In the Apple Watch article below, rewrite the part starting with "As for future" and going on through "Selfridges in London.", changing "Apple Stores" to "Apple retail stores".

Given passage:
◆ ◆ ◆
When Apple Inc. opens the doors on Apple Watch sales later this month, it could come away with at least a million units sold in the first weekend, according to Piper Jaffray senior analyst Gene Munster. That's three times the first-day haul of Apple's last all-new product, the iPad.

The estimate is based on an attach rate of nearly half a percent of total iPhone users, Munster said. In unit terms, that would put the Apple Watch behind Apple's first iPad, which sold 3 million in its first weekend in 2010, but ahead of the first iPhone, which sold 700,000 units when it debuted in 2007.

It's a fraction of the 10 million iPhone 6 and 6 Pluses sold in the same timespan.

Once preorders begin, Munster predicts, the  Apple could generate 300,000 in the first 24 hours of its availability, or 8 percent of 4 million iPhone 6 and 6 Plus preorders obtained in the same timeframe. Overall he expects Apple to sell 8 million units of the Apple Watch through 2015, bringing in $4.4 billion in revenue. That estimate remains on the conservative side compared to estimates by some investment firms such as JPMorgan Chase, which peg the smartwatch’s first-year sales closer to 26 million units and Credit Suisse, which estimates sales as high as 35 million.

Of those sales, the bulk is expected to come from the aluminum Apple Watch Sport, which starts at $349, and the stainless steel Apple Watch, which starts at $549, according to most analysts. As for the 18-karat gold Apple Watch Edition -- which costs between $10,000 and $17,000 -- the company could sell as many as 8,000 units, according to a previous research note from Munster. Those models are expected to be highly limited and initially available only at Apple’s flagship stores.

While Apple may reveal some performance metrics of the Apple Watch after preorders and its first weekend, specific details on those numbers may not be revealed when it reports its fiscal 2015 second-quarter earnings April 27. “I’m not very anxious in reporting a lot of numbers on Apple Watch and giving a lot of details on it because our competitors are looking for it,” Apple CEO Tim Cook said during an October earnings call.

As for future earnings reports, the company for now will report Apple Watch revenue in its “other products” category, which includes the iPod, Apple TV, Beats headphones and other accessories. This differs from how Apple handled the iPhone and iPad, which had their results immediately broken out on the company’s earnings reports.

Try-ons and preorders for the Apple Watch start on April 10, followed by its official release on April 24 in Apple Stores in Australia, Canada, China, France, Germany, Hong Kong, Japan, the U.K. and the U.S. Apple Watch models will also be available to preview and try on at three dedicated Watch shops at Galeries Lafayette in Paris, Isetan in Tokyo and Selfridges in London.

Last year 89 companies sold 6.8 million smartwatches accounting for $1.3 billion in revenue, according to the Smartwatch Group, an independent research firm. But with the Apple Watch debuting this month, that number is expected to explode to $8.7 billion this year.
◆ ◆ ◆
Raw data:
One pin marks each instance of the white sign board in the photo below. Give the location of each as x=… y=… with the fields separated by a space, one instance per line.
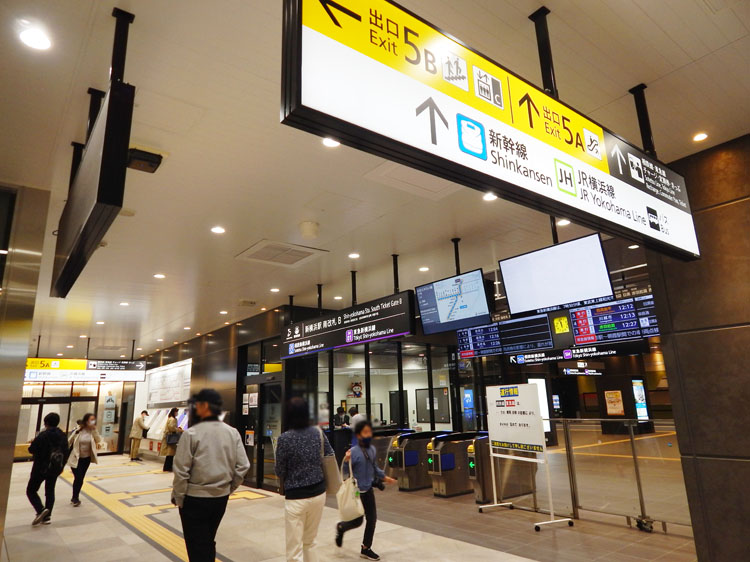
x=514 y=418
x=381 y=79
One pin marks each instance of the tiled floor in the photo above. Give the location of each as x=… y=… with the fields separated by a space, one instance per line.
x=126 y=515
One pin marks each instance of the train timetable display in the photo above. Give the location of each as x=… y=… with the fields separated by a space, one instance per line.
x=618 y=320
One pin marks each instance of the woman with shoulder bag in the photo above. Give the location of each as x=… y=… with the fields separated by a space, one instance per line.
x=299 y=464
x=362 y=458
x=169 y=442
x=83 y=444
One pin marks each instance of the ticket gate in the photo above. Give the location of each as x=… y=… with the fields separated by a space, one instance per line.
x=448 y=463
x=512 y=478
x=381 y=440
x=407 y=458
◆ ◆ ◆
Your solution:
As for future earnings reports, the company for now will report Apple Watch revenue in its “other products” category, which includes the iPod, Apple TV, Beats headphones and other accessories. This differs from how Apple handled the iPhone and iPad, which had their results immediately broken out on the company’s earnings reports.

Try-ons and preorders for the Apple Watch start on April 10, followed by its official release on April 24 in Apple retail stores in Australia, Canada, China, France, Germany, Hong Kong, Japan, the U.K. and the U.S. Apple Watch models will also be available to preview and try on at three dedicated Watch shops at Galeries Lafayette in Paris, Isetan in Tokyo and Selfridges in London.